Referring expression data:
───
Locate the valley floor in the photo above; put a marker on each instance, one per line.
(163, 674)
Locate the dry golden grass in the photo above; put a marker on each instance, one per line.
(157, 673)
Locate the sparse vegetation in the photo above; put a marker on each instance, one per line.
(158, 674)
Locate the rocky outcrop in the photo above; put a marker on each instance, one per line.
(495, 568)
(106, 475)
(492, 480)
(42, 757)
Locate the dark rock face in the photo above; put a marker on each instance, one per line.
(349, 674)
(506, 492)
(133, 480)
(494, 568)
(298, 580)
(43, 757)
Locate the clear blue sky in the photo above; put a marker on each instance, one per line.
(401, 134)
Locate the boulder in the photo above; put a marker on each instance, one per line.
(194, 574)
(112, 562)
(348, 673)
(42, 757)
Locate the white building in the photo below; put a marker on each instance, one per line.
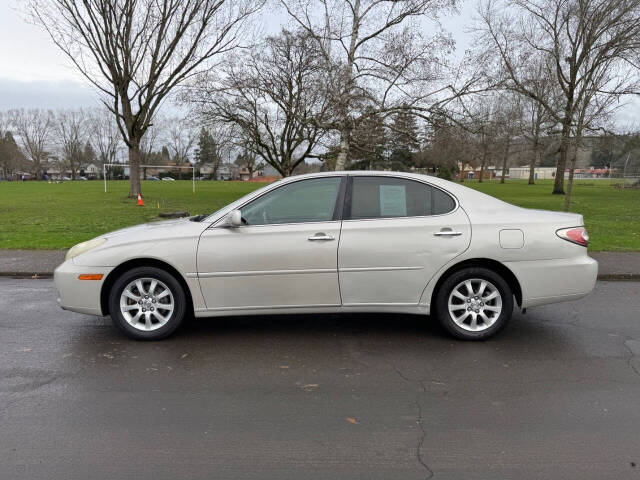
───
> **Aim of the exercise**
Give back exactly the lines running from the one that contains "Locate the clear" to the end of the records, including both of those lines and excluding every picture.

> **Reply**
Locate the clear blue sky in the photo above; put a marker on each instance, one per line.
(401, 134)
Locate the boulder in the photo above; put a marker on each instance, one per line.
(194, 574)
(112, 562)
(348, 673)
(42, 757)
Locate the white building in the photo below; put a marker on each instance, one per line.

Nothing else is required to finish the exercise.